Working data.
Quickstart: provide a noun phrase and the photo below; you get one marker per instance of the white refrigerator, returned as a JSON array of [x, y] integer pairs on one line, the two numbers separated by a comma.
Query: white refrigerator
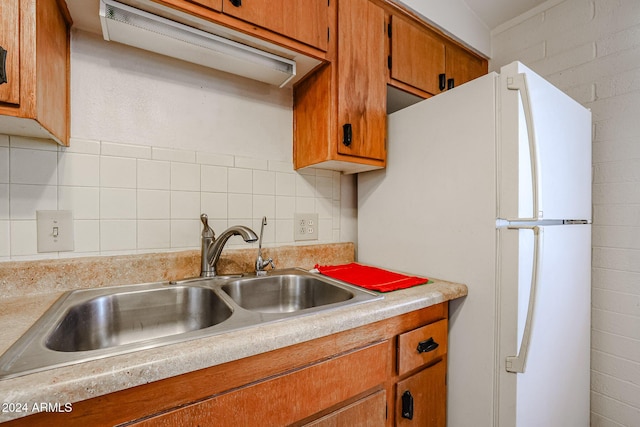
[[489, 184]]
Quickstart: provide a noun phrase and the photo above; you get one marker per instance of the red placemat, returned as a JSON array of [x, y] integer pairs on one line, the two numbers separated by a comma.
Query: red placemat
[[372, 278]]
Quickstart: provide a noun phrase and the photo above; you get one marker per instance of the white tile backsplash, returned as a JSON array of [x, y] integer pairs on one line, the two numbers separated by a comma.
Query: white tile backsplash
[[185, 176], [117, 235], [119, 172], [185, 204], [23, 238], [285, 184], [4, 201], [154, 234], [86, 235], [4, 165], [154, 204], [33, 166], [154, 174], [264, 182], [4, 239], [240, 181], [185, 233], [78, 169], [25, 200], [125, 150], [214, 205], [83, 201], [264, 206], [133, 198], [117, 203], [240, 206], [213, 178]]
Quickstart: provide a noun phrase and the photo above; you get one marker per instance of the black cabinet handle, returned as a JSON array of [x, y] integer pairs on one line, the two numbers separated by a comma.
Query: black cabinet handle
[[3, 65], [407, 405], [347, 134], [427, 345], [450, 84], [442, 81]]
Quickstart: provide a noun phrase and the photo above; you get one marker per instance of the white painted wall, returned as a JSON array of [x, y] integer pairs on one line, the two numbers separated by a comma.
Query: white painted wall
[[155, 142], [591, 50], [455, 18]]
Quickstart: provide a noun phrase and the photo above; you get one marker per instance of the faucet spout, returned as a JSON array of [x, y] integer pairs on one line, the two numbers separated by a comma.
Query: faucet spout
[[261, 263], [212, 247]]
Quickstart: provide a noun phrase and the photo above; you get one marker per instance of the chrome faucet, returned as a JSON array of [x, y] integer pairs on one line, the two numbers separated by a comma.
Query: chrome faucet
[[262, 263], [212, 247]]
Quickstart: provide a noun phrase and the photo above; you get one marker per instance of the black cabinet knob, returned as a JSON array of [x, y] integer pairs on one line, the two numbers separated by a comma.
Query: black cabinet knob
[[427, 345], [347, 134], [3, 65], [407, 405], [442, 81]]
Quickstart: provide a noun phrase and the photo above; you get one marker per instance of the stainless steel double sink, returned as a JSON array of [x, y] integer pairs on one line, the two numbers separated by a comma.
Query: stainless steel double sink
[[95, 323]]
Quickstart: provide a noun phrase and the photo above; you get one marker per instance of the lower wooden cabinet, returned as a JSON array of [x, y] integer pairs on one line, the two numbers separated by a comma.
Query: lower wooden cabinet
[[369, 411], [352, 378], [289, 397], [421, 398]]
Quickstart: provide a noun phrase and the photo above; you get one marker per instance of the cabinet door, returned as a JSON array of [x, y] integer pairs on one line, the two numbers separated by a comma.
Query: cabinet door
[[287, 398], [361, 80], [417, 56], [302, 20], [10, 43], [463, 66], [421, 398], [211, 4], [369, 411]]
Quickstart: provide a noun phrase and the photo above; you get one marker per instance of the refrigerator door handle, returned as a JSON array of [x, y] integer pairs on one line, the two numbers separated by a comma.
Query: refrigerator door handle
[[519, 82], [516, 364]]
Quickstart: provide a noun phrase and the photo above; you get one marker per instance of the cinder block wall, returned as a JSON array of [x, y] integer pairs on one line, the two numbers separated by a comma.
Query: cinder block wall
[[591, 50]]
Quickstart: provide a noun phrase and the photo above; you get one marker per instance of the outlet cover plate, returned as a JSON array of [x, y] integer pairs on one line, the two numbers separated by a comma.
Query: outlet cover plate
[[305, 226], [55, 231]]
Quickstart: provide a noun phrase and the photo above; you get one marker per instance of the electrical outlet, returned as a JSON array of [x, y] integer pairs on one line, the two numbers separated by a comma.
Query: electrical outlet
[[305, 226], [55, 231]]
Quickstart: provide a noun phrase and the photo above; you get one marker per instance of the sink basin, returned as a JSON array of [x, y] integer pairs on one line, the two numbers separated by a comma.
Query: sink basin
[[284, 293], [90, 324], [129, 317]]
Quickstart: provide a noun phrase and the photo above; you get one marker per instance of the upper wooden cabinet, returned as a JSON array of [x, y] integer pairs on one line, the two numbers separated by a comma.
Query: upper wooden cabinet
[[340, 111], [302, 20], [424, 62], [417, 55], [34, 95], [463, 65], [211, 4]]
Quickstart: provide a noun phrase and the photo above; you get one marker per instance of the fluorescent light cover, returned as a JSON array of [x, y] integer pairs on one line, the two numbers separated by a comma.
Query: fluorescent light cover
[[144, 30]]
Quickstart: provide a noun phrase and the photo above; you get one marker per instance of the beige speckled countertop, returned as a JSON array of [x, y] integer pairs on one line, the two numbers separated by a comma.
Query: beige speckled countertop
[[90, 379]]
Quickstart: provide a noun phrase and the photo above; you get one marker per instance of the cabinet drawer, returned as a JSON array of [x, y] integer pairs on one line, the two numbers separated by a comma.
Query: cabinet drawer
[[422, 346]]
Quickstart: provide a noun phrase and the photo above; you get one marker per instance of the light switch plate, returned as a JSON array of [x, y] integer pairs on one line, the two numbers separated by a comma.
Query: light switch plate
[[305, 226], [55, 231]]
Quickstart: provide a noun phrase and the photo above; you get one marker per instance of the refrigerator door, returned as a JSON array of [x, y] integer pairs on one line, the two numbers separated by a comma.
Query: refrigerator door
[[553, 391], [432, 212], [547, 175]]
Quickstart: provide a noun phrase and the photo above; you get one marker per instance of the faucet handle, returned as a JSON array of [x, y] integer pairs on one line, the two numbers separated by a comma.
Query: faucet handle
[[206, 230]]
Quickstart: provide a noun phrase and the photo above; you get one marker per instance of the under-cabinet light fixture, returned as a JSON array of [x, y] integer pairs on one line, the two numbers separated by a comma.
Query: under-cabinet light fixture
[[144, 30]]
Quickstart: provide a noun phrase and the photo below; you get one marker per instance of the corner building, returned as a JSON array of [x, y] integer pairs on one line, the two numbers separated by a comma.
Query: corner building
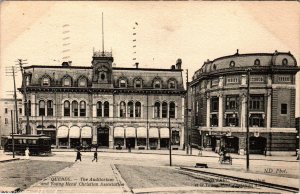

Task prompt.
Can you reproduce all of the entries above verbatim, omitting the pictures?

Result below.
Quickstart: provide a noun phrase and the photo below; you get one marker per instance of the white refrigerator, returned as a JSON array of [x, y] integer pairs on one line, the two numbers separated by a comma.
Query: white refrigerator
[[489, 184]]
Quickstart: provide a noun phrase and the photo above; you get one marker per instance of the red placemat, returned as a JSON array of [x, y] integer pairs on one line, the two numbers separated by a comma.
Query: red placemat
[[372, 278]]
Quickstart: provide a noun phrase and the photo above; you get one marker per instance of the white tile backsplash, returned as a JSON array of [x, y] integer pairs on one line, the two numbers separated by a comma.
Query: white tile backsplash
[[185, 176], [117, 235], [119, 172], [185, 204], [23, 238], [285, 184], [4, 201], [154, 234], [86, 235], [4, 165], [154, 204], [33, 166], [154, 174], [264, 182], [4, 239], [240, 181], [185, 233], [78, 169], [25, 200], [125, 150], [214, 205], [83, 201], [264, 206], [133, 198], [117, 203], [240, 206], [213, 178]]
Quickstart: provide a noun phrase and the photo above; you get one marker per instance of the black cabinet handle, returned as a JSON array of [x, y] integer pairs on one line, the two numbers separated by a comma.
Query: black cabinet handle
[[3, 65], [407, 405], [347, 134], [427, 345], [450, 84], [442, 81]]
Quickstart: provide a noun phrase and the photo above; you get one marker per instance of the white painted wall, returned as a JSON array of [x, y] integer pairs on one line, the two numbers separated by a comma.
Query: white painted wall
[[155, 142], [591, 50], [455, 18]]
Quickstart: provide a noun phrase and the photo above; you get one marker per instance of the faucet spout, returned as a JSON array of [x, y] integer pairs on one line, the two numbers separated by a comma.
Query: faucet spout
[[261, 263], [212, 247]]
Quickstart: provide a noun phrase and the photo above; you get one marker per instance of the chrome faucet, returned as a JSON array of [x, y] integer pairs on one line, the two numbers separated by a comma.
Query: chrome faucet
[[262, 263], [212, 247]]
Quickstart: provide a noun phrase and the photo above; you get one marker per instance of the black cabinet knob, returned as a JSON array of [x, y] integer pairs on one line, the two numbers separated by a comma.
Query: black cabinet knob
[[427, 345], [347, 134], [3, 65], [407, 405], [442, 81]]
Quickstart: provide a noun phrase and the photo above; you get one marker per instance of the stainless steel double sink, returned as a JSON array of [x, y] integer pairs on one line, the two numbers separated by a comma.
Query: stainless steel double sink
[[95, 323]]
Quickstart: provide a noun phrase and the photo above; you get one marker per instance of the lower wooden cabinet, returned as a JSON array of [x, y] integer pairs on one line, the two numbers separated by a comma.
Query: lower wooden cabinet
[[369, 411], [352, 378], [289, 397], [421, 398]]
Quickstart: provide a noun phrase and the photo above; you get one marker per instance of the cabinet door, returned as a JSON array of [x, y] integer pairs on one line, the two numbers separated by a comma.
Query: cabinet door
[[287, 398], [361, 80], [417, 56], [302, 20], [10, 43], [463, 66], [421, 398], [211, 4], [369, 411]]
Quickstart: provide a noun phrase and the photo above; you get one marker per instance of the refrigerator door handle, returned as a JSON array of [x, y] integer pairs on one line, the two numbers separated by a comma.
Query: refrigerator door handle
[[519, 82], [516, 364]]
Quickstart: provide a noun phrase and the photo above; you get one marker per instance of the cinder block wall, returned as a JSON array of [x, y] integer pairs on one line, the two numbers separated by a comma.
Query: cinder block wall
[[591, 50]]
Quickstart: provide a noun phrase and the photo above; you get one marker per instance of the outlet cover plate, returned as a JSON array of [x, y] integer pairs on one line, the two numbers separated by a comma.
Query: outlet cover plate
[[305, 226], [55, 231]]
Quickstart: provide a noun phrase and the photo above; you get one marker per instance of the electrical outlet, returned as a JSON array of [x, y] integer pairs on one line, the two numbers separated by a comma.
Query: electrical outlet
[[305, 226], [55, 231]]
Quickstart: provide a noun phrase and the photo above; you get one marker per instance of the sink basin, returned as a JSON array of [x, y] integer pairs on one line, the two numbers separated by a comma.
Query: sink basin
[[284, 293], [90, 324], [129, 317]]
Quickstart: provide a noun phrase and the photo above; you get one marker per instance of the upper wooden cabinet, returned as a JSON array of [x, y] integer pairs on one line, the two numbers separated by a comma.
Query: upper wooden cabinet
[[340, 111], [302, 20], [424, 62], [417, 55], [34, 95], [463, 65], [211, 4]]
Quickstart: provide a noun phrase and the photo above; you get one marker per instance of the fluorescent light cover, returned as a JSON array of [x, y] integer pairs on one line, the two numbers separated by a comma.
Query: fluorescent light cover
[[144, 30]]
Quickstart: provide a noun phrase and the photo above; you get one marker per instance of the beige speckled countertop, returned as a JSON array of [x, y] integer pairs on one line, the two numbers separated by a comma.
Query: beige speckled countertop
[[90, 379]]
Quickstart: provide a noun phrase and the photo above; you get one marker per instance of the cabinet drawer, returned as a JSON array of [x, y] integer pairs on one line, the two numbers separated by a comma.
Query: cabinet drawer
[[422, 346]]
Quickstart: provide a noun phrase and the photo above; you get one marker per instance of the light switch plate, returned as a JSON array of [x, y] integer pairs on one line, the two numbers separated by a comma.
Query: light switch plate
[[305, 226], [55, 231]]
Quickstart: provide a noun phrase and the photo above; you get one marker per instance of the refrigerator door, returned as a JSON array of [x, y] integer pairs on one line, the two numbers separated by a comma.
Query: refrigerator door
[[553, 391], [432, 212], [547, 175]]
Quickstart: provide a noun phrase and the photo above; you get one marker per instance of the faucet handle, returned as a JSON array of [x, y] integer pairs on one line, the two numbers separated by a comma.
Query: faucet handle
[[206, 230]]
Quickstart: provide a noun phrase and the photo above; you get one marker per instance of the under-cabinet light fixture, returned as a JSON array of [x, y] integer pairs on one line, the two numbers separated by a comma.
Query: under-cabinet light fixture
[[144, 30]]
Quickstart: provide a noun phrase and the photo below; you get one marker per instance of the corner building, returned as a JSON array of [x, y] integer pairs on one line, the two numbers separated by a comma.
Query: corner building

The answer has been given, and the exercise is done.